Excerpt provided ->
To better understand why our memory sometimes falters, we need to understand how the brain stores information. Information is not stored in a single area of your mind, but are scattered over various regions. You can think of you brain as an area containing various storage bins. Each time you collect a piece of information, you brain decides how to categorize it and then what bin to drop it into. The next time you go looking for those facts, your brain then at least has an idea of what bin it placed it in.
For example, you may store the name of a person you just met several moments ago in your recent memory right along side what you had for breakfast this morning. Your brain also has a different “storage bin” for long-term items, such as knowledge acquired years ago or your memories of childhood. It also has a different storage bin for short-term facts, that information that you need at the moment, but you may not need tomorrow or even later in the day.
You’d be surprised how early in life that you begin to lose brain cells. This phenomenon occurs as early as your 20s. This is when your body manufactures less of the certain chemicals that are essential to the ideal functioning of your memory.

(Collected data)
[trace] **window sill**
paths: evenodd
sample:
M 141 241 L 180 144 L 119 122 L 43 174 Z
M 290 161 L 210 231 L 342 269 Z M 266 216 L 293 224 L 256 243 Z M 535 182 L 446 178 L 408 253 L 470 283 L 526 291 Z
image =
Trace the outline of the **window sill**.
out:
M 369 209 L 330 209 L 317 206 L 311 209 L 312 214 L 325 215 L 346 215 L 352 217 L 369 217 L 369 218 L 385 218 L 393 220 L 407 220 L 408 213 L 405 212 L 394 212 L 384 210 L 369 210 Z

Task goal -> Continue the passage on how the brain stores information and why memory falters, picking up right after its last sentence. The data has nothing to do with the text about how the brain stores memories.

Answer section ->
There are several logical reasons, besides aging that you may forget certain things. Let’s say you misplaced a piece of paper. You’ll get a fuller appreciation for the complexity of the human memory once you realize everything that goes into retrieving this information. While this may seem to be a single action, it’s really a series of smaller steps. You brain first retrieves the name of the object, in this case the paper, and then its shape, function and other physical qualities associated with it. In other words, your brain is reconstructing the entire image of that paper from various areas or “storage bins” of the brain.
Memory experts explain that there are three reasons that may explain why you can’t remember where you left it. First, you may not have clearly registered, or taken notice, of where you laid that paper down. Second, if you did register it in your brain, you failed to retain it. Finally, you may have registered and retained where that important paper is, but you aren’t able to retrieve it.
If you want to remember where you put your piece of paper or your keys, you’ll need to make an extra effort at going through all three stages of the memory process.
Forgetting may be as simple as failing to encode the action properly. Perhaps you were distracted at the moment that encoding process would have been taking place. Don’t blame yourself, if the location of the paper never actually found its way into your memory in the first place.